Metin:
───

Abaküs Yazılım
11. Hukuk Dairesi
Esas No: 2013/1734
Karar No: 2013/23349
Karar Tarihi: 20.12.2013

Yargıtay 11. Hukuk Dairesi 2013/1734 Esas 2013/23349 Karar Sayılı İlamı

11. Hukuk Dairesi         2013/1734 E.  ,  2013/23349 K.

    "İçtihat Metni"

    MAHKEMESİ :ASLİYE HUKUK MAHKEMESİ

    Taraflar arasında görülen davada Yozgat 1. Asliye Hukuk Mahkemesi’nce verilen 01/11/2012 tarih ve 2011/121-2012/464 sayılı kararın Yargıtayca incelenmesi taraf vekilleri tarafından istenmiş ve temyiz dilekçesinin süresi içinde verildiği anlaşılmış olmakla, dava dosyası için Tetkik Hakimi ... tarafından düzenlenen rapor dinlendikten ve yine dosya içerisindeki dilekçe, layihalar, duruşma tutanakları ve tüm belgeler okunup, incelendikten sonra işin gereği görüşülüp, düşünüldü:
    Davacı vekili, davalı şirket temsilcisinin her istendiği an geri ödeneceği ve yatırılan paralar karşılığı kar payı verileceği yönündeki beyanları ile müvekkilini ikna ederek parasını davalı şirkete yatırmasını sağladığını, daha sonra müvekkilinin ihtiyacı nedeniyle bu parayı davalıdan istediğini, ayrıca o tarihe kadarki kay payını da talep ettiğini, ancak davalının TTK"nun 329. maddesi uyarınca şirketin kendi hissesini almasının mümkün olmadığını bildirerek müvekkiline herhangi bir ödeme yapmadığını, davalı şirketin haksız olduğunu ileri sürerek, fazlaya ilişkin hakları saklı kalmak kaydıyla 300 hisse bedeli 10.500 TL"nin ve müvekkilinin sahibi olduğu 3367 adet hisseye tekabül eden kar payı alacağı olarak 9.500 TL"nin faiziyle birlikte davalıdan tahsiline karar verilmesini talep ve dava etmiş, 10.10.2012 tarihli dilekçesi ile 10.500 TL olan hisse bedeli talebini 17.663,10 EURO olarak ıslah etmiştir.

───

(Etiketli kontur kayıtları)

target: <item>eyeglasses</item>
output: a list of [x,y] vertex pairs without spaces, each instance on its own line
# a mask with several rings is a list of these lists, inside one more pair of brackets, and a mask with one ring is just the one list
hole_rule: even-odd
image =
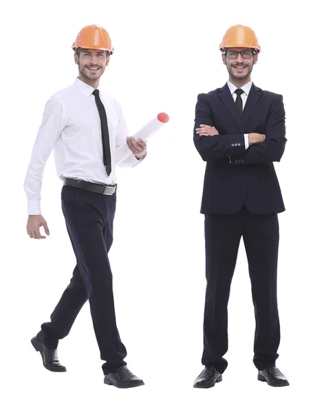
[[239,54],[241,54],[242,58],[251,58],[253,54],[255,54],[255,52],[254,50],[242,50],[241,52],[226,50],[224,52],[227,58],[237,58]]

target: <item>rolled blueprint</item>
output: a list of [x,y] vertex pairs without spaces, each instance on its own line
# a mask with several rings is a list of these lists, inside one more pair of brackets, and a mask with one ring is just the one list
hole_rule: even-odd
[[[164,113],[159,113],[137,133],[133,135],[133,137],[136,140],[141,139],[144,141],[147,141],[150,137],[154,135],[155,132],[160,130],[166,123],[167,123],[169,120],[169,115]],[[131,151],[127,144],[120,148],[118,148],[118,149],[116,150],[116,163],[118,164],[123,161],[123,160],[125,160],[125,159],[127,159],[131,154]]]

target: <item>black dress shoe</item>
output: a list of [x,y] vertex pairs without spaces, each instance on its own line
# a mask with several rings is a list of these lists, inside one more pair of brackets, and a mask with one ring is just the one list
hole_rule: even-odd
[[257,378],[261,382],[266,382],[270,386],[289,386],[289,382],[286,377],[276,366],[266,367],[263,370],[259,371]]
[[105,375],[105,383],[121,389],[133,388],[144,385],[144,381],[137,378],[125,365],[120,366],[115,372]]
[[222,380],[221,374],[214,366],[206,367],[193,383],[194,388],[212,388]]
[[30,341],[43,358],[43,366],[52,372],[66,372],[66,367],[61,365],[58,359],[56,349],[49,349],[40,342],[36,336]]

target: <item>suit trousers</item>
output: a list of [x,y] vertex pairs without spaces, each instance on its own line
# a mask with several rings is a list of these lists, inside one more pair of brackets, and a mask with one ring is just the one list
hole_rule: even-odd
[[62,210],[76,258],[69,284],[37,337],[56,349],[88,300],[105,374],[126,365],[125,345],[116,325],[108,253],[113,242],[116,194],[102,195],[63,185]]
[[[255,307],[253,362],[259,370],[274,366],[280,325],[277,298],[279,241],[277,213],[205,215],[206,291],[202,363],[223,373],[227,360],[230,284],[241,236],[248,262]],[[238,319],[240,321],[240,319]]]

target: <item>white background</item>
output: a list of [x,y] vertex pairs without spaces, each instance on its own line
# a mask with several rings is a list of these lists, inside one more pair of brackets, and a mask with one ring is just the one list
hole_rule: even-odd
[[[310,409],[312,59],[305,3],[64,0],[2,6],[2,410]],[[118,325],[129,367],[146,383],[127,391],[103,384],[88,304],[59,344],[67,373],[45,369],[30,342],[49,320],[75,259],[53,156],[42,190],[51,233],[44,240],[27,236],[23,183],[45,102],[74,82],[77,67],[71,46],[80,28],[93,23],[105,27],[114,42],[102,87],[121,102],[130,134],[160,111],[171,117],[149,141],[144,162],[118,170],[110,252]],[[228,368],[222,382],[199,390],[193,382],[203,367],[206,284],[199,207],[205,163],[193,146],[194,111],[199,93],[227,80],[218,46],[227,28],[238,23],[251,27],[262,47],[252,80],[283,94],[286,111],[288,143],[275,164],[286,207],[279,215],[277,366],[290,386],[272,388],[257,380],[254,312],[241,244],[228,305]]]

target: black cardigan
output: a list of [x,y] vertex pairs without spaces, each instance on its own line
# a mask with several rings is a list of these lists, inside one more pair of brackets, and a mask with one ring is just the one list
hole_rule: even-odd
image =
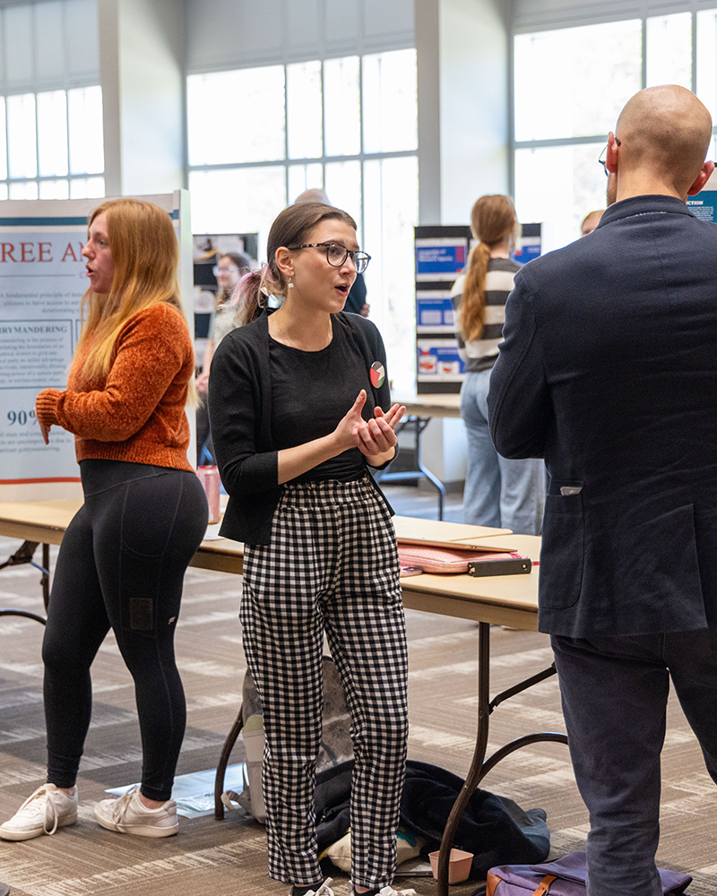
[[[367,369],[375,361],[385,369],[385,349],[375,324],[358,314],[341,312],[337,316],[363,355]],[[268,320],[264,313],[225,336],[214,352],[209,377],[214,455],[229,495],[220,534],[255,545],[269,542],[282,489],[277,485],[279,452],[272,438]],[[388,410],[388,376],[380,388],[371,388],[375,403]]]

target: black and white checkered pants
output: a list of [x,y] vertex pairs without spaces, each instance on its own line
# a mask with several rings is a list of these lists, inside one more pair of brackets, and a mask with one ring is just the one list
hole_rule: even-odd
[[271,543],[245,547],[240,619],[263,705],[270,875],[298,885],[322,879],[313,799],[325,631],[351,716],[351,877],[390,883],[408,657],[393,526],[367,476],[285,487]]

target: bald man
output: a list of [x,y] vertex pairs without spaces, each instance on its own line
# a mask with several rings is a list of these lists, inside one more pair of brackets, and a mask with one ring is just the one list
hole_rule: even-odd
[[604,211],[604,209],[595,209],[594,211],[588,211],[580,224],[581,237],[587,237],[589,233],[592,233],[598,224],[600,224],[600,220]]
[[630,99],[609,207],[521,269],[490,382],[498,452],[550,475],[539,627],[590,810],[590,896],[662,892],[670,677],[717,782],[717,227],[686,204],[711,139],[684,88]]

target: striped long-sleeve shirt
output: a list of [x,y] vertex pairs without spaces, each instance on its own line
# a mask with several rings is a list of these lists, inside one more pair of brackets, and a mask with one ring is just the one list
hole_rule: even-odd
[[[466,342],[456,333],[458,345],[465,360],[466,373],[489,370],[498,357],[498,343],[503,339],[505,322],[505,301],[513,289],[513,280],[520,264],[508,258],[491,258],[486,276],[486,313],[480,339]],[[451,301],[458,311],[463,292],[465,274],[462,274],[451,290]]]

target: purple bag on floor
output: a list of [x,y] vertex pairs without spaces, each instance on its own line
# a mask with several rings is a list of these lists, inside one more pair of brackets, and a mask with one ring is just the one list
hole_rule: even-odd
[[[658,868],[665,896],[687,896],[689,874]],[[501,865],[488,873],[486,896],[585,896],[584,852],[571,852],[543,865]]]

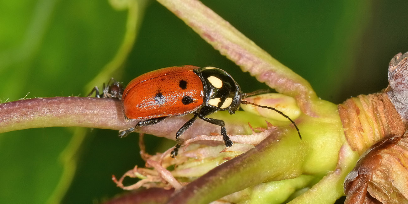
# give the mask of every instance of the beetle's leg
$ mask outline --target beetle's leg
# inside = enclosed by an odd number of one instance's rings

───

Çalışma Yönergeleri:
[A] Karar metninde "Davacı vekili, davalı şirket temsilcisinin" sözleriyle başlayan paragrafı, temel bilgilerini koruyarak kısa bir madde listesine dönüştürün.
[B] Karar metninde "Abaküs Yazılım" ile başlayıp "E.  ,  2013/23349 K." ifadesine kadar devam eden bölümü hiçbir değişiklik yapmadan yeniden yazın.

Cevaplar:
[A]
- Davacı vekiline göre davalı şirket temsilcisi, paranın istendiği an geri ödeneceğini ve yatırılan paraya kâr payı verileceğini söyleyerek davacıyı ikna etmiş, davacı da parasını davalı şirkete yatırmıştır.
- Davacı daha sonra ihtiyacı nedeniyle bu parayı ve o tarihe kadarki kâr payını davalıdan istemiştir.
- Davalı, TTK'nın 329. maddesi uyarınca şirketin kendi hissesini almasının mümkün olmadığını bildirerek herhangi bir ödeme yapmamıştır.
- Davacı vekili, davalı şirketin haksız olduğunu ileri sürmüş ve fazlaya ilişkin hakları saklı kalmak kaydıyla 300 hisse bedeli olarak 10.500 TL'nin ve 3367 hisseye karşılık gelen kâr payı alacağı olarak 9.500 TL'nin faiziyle birlikte davalıdan tahsilini talep etmiştir.
- 10.10.2012 tarihli dilekçeyle 10.500 TL olan hisse bedeli talebi 17.663,10 EURO olarak ıslah edilmiştir.

[B]
Abaküs Yazılım
11. Hukuk Dairesi
Esas No: 2013/1734
Karar No: 2013/23349
Karar Tarihi: 20.12.2013

Yargıtay 11. Hukuk Dairesi 2013/1734 Esas 2013/23349 Karar Sayılı İlamı

11. Hukuk Dairesi         2013/1734 E.  ,  2013/23349 K.